-- Your objective --
Restate the records in full and exactly, with no images included.

Given information Block Start

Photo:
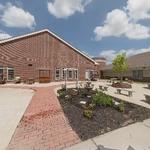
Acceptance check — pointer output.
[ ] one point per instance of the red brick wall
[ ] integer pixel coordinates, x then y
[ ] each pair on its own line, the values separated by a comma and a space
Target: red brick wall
43, 51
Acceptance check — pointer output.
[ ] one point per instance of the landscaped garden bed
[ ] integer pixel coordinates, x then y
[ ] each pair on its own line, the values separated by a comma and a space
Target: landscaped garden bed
92, 113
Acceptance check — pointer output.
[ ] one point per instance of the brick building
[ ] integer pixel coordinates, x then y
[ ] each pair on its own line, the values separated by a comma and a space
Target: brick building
138, 68
44, 57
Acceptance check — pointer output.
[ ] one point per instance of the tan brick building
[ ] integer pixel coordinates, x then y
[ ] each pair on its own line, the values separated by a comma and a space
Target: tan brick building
139, 68
44, 57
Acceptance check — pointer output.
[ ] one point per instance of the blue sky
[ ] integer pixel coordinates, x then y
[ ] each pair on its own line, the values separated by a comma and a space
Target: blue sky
97, 27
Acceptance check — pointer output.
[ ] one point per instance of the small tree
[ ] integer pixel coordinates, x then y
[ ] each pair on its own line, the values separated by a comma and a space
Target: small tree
120, 64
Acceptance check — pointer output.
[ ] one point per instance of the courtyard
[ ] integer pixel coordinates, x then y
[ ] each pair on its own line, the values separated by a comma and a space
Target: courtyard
44, 125
13, 103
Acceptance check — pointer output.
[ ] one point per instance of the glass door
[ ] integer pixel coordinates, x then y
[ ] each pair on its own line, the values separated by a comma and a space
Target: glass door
1, 73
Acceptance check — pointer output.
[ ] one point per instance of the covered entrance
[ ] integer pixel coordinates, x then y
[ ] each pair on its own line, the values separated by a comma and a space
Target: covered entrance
44, 75
89, 74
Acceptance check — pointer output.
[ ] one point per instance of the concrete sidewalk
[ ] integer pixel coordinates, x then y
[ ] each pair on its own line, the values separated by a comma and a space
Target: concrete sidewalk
13, 103
132, 137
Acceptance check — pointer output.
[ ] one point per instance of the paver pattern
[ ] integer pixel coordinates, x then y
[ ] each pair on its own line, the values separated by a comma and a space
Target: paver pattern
44, 125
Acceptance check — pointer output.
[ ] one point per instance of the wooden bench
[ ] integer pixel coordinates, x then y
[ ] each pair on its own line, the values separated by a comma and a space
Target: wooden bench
130, 92
147, 97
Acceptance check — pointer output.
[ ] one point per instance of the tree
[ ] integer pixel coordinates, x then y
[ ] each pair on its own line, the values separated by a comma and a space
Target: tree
120, 64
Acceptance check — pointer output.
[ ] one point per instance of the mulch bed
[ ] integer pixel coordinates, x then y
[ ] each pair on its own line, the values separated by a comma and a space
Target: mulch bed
105, 119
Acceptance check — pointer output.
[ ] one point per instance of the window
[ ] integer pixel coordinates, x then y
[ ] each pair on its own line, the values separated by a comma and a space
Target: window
75, 74
1, 73
63, 73
138, 74
57, 74
10, 73
70, 74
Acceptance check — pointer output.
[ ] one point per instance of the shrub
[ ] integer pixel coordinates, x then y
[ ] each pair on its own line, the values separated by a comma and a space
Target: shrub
121, 107
88, 113
102, 99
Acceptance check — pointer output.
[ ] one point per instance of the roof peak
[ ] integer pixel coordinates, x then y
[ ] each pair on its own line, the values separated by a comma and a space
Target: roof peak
51, 33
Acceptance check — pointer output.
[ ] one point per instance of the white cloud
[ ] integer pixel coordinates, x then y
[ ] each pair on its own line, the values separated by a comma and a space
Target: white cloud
4, 35
124, 22
111, 54
117, 24
66, 8
138, 9
13, 16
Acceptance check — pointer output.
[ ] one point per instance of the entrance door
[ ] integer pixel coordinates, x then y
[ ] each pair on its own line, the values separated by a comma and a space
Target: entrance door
44, 76
1, 73
138, 74
88, 74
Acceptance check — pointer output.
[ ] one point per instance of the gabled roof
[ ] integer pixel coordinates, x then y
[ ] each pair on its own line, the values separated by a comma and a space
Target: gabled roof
53, 34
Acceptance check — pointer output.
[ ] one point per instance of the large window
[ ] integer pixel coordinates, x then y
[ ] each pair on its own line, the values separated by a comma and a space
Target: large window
76, 74
1, 73
70, 74
57, 74
138, 74
10, 73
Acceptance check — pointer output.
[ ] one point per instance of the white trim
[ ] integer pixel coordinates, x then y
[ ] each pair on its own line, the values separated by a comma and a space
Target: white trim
46, 30
58, 69
71, 73
9, 68
2, 68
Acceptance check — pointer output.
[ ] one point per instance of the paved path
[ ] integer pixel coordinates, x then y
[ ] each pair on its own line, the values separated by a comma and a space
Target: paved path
44, 126
132, 137
13, 103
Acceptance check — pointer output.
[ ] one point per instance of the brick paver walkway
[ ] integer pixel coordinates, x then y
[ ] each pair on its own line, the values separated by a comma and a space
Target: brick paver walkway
44, 125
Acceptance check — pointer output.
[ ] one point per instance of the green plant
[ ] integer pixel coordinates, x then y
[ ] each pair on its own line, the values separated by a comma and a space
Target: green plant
102, 99
120, 65
88, 113
121, 107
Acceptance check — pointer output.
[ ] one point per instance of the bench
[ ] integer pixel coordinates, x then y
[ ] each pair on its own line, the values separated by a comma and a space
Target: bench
147, 97
129, 91
149, 85
103, 88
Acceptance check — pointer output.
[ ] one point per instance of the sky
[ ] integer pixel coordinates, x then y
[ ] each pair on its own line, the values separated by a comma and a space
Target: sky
96, 27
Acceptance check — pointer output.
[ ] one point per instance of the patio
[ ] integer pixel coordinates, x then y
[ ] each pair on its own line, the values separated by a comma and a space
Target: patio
139, 90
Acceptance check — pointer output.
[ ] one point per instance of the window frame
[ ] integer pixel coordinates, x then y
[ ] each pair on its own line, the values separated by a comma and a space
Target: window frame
76, 74
71, 73
2, 68
10, 69
57, 78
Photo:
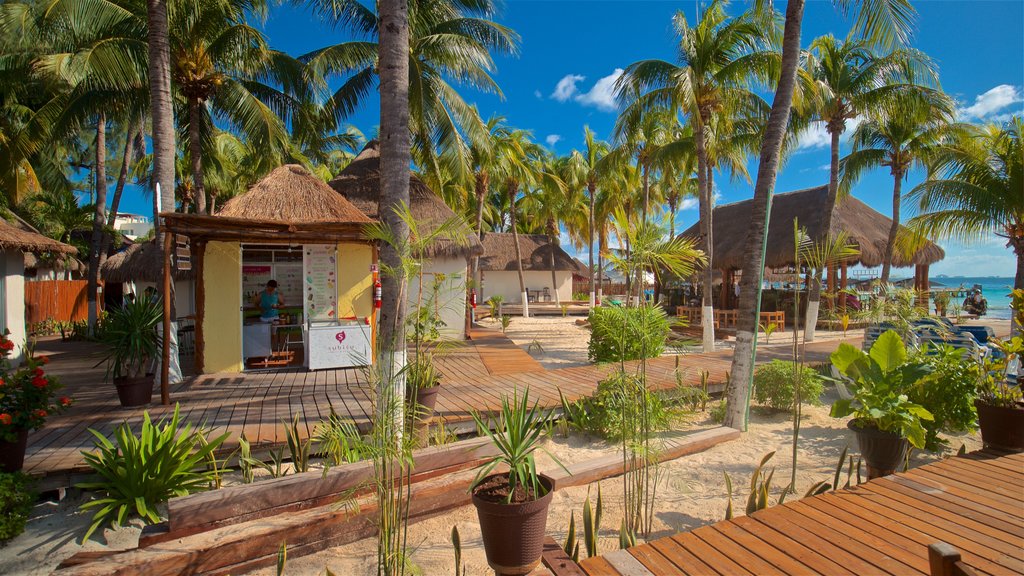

Given information Block End

-- Response to this exercise --
Photo:
Acceptance check — pointer output.
[ ] one point per instance of the red brick wall
[ ] integer pixel coordinates, x then y
[ ] each pair on its own line, the values separated by a comma and a space
Target: red brick wall
43, 51
Acceptance check — pointer output.
[ ] one point per instance of the landscaped garden bed
[ ] integer pixel coordinates, x then y
[ ] each pair on its own line, the values separated by a comma and a space
Target: landscaped garden bed
92, 113
Acceptance check — pointer output.
[ ] one point per instance of the brick building
[ ] integer pixel coordinates, x then y
[ ] each pair on its own line, the values separated by a comma and a space
Target: brick building
138, 68
44, 57
Acceptance check — pointer output.
[ ] one point per instance of the tan brick building
[ ] integer pixel coordinates, x then y
[ ] each pair on its own line, the values separated by a comma and a space
Target: tan brick building
139, 68
44, 57
Acceptance check — pointer output.
[ ] one point per instance of the blue sky
[ ] integer pixel coordinates, x then y
[ ] each pair on its own line, the values separated by a comma and a space
Target: blue sky
97, 27
Acceptance check — pointer output.
[ ] one point per instance of the small tree
[ ] integer pixel coordinates, x then y
[ ] each pair on its own line, the values separated by a comma and a space
Target: small tree
120, 64
Acceptance check — pointer output.
[ ] one point per instance of the courtyard
[ ] integer pixel coordinates, x then y
[ ] each pair on its own line, the values separated by a comma and a space
Target: courtyard
44, 125
13, 103
Acceptance check — pointer output.
[ ] one point per instance of the glass door
[ ] integer pixel coordinates, x then y
[ ] each pair on its own line, the values separated by a comma and a space
Target: glass door
1, 73
Acceptance check — pointer output.
[ ] one point per instance of the covered entrance
[ ] integer pixel coordinates, x then y
[ ] each pair on its own line, the values separated by a comma and a space
Target: covered entrance
44, 75
89, 74
Acceptance check — pointer output.
[ ] one point per instance of the concrete sidewalk
[ ] integer pixel coordinates, x then y
[ ] each pair on its own line, the values separated by a comma and a space
Target: concrete sidewalk
13, 103
132, 137
Acceptance check — pointer output.
[ ] one point per instance of the paver pattern
[ ] integer pixel coordinates, x then y
[ ] each pair on its own line, the values separated by a comma and a space
Target: paver pattern
44, 125
Acceptance check — pointer output.
[ ] one point per instance of the wooden bench
[ ] integer pixel coordinates, x then y
[ ] each pair on its own line, the values separated by a comma and a space
Target: wooden bench
130, 92
147, 97
Acceptance check — pointer output.
[ ] one point per instance of the tree
[ ] integer pixel coordinates, x then y
[ ] each pair on its own line, the values separated by a comma and a space
Target: tree
120, 64
Acceptance check — pointer output.
[ ] one point per instance of the mulch bed
[ ] integer pixel coordinates, x then y
[ ] each pair on its own line, the values separated by a comma and a space
Target: mulch bed
105, 119
Acceptance check — pointer output.
[ ] one point per instance of the window
[ ] integer pixel coordinates, x then y
[ ] each pair on its own line, the values separated by a comma and a space
Target: window
75, 74
1, 73
63, 73
138, 74
57, 74
10, 73
70, 74
Acceptance check — pointer output.
[ ] one point per instance of the shrub
[ ] integer pixel coordinates, x then y
[ ] each pair on its own line, the values separated by a comma and a space
Target: shrub
121, 107
88, 113
102, 99
Acceptance check — pointer output.
[ ] one point per instance of the roof peak
[ ] integer pixel coordinates, x then y
[ ] each pair on its own line, the values separated by a comma and a space
Target: roof peak
51, 33
Acceptance check — pointer output.
[ ] one point per instance of the white cloud
[ ] integer pixel coordinates, x then y
[ ] each pair on its own line, the values separated by a comma and a space
Target: white cloud
4, 35
124, 22
111, 54
117, 24
66, 8
138, 9
13, 16
Acceptance check — pointer output.
[ ] one point per instance of the entrance door
[ ] integer pixel coordinates, x then y
[ ] each pair on its own line, the values separated by a comma and a space
Target: entrance door
44, 76
1, 73
138, 74
88, 74
Acceptance check — pointer output.
[ ] one point per instance of the gabled roof
[ ] integer pixel coordinates, x then y
[ ] each pair on its own line, the values separated by a comma and a space
Target: gabled roof
53, 34
Acceptance check — pointer output.
[ ] one point per instance of the large window
[ ] integer pixel coordinates, x then y
[ ] each pair on its own line, the values separated by a comma and a space
Target: large window
76, 74
1, 73
70, 74
57, 74
138, 74
10, 73
Acceptance check — pointer output.
[ ] one point per instance of the white trim
[ ] integer pixel coordinates, x then y
[ ] each pair on its own line, the values separated by a comma and a space
Target: white trim
46, 30
58, 69
71, 73
9, 68
2, 68
Acceptance check — pointer output.
[ ] one point per instance of the paved path
[ ] integer pixel coordinates, x then y
[ ] each pair on its own line, the values separated by a comma and a space
Target: paved path
44, 126
132, 137
13, 103
Acceptance check — pointer output.
[ ] one point per instance of the brick paver walkway
[ ] integer pixel coordinates, x then y
[ ] each pair on its own line, the values separated by a comma and a space
Target: brick paver walkway
44, 125
Acceptance check — pointer output.
[ ] one point per instance of the green plant
[ ] integer pixel coordinates, x then y
[ ] each pair on its own line, the values separated by a comma and a space
Target: green plant
102, 99
120, 65
88, 113
121, 107
Acceptance check — pointer output.
[ ] one point per instance of the bench
[ ] integer pixel coordinates, x then y
[ ] each pair on its own line, the values separated by a comma and a space
Target: bench
147, 97
129, 91
149, 85
103, 88
Acceptance check — pointer output.
[ ] one point per instance of the sky
[ ] integer pixel coordinates, x then y
[ ] each pair on its own line, the values separated by a comma and a space
Target: sky
96, 27
Acceptance check — pointer output.
[ ] one point per instance of the patio
[ ] integer pixel coordinates, x then y
[ ] each pair on its own line, the values separated by a comma and a space
Target: patio
139, 90
Acceptance check — pointer output.
[ ] one point per instance of the window frame
[ ] integer pixel coordinates, x then y
[ ] each pair on its own line, the values separated by a comma and a space
Target: window frame
76, 74
71, 73
2, 68
10, 69
57, 78
Photo:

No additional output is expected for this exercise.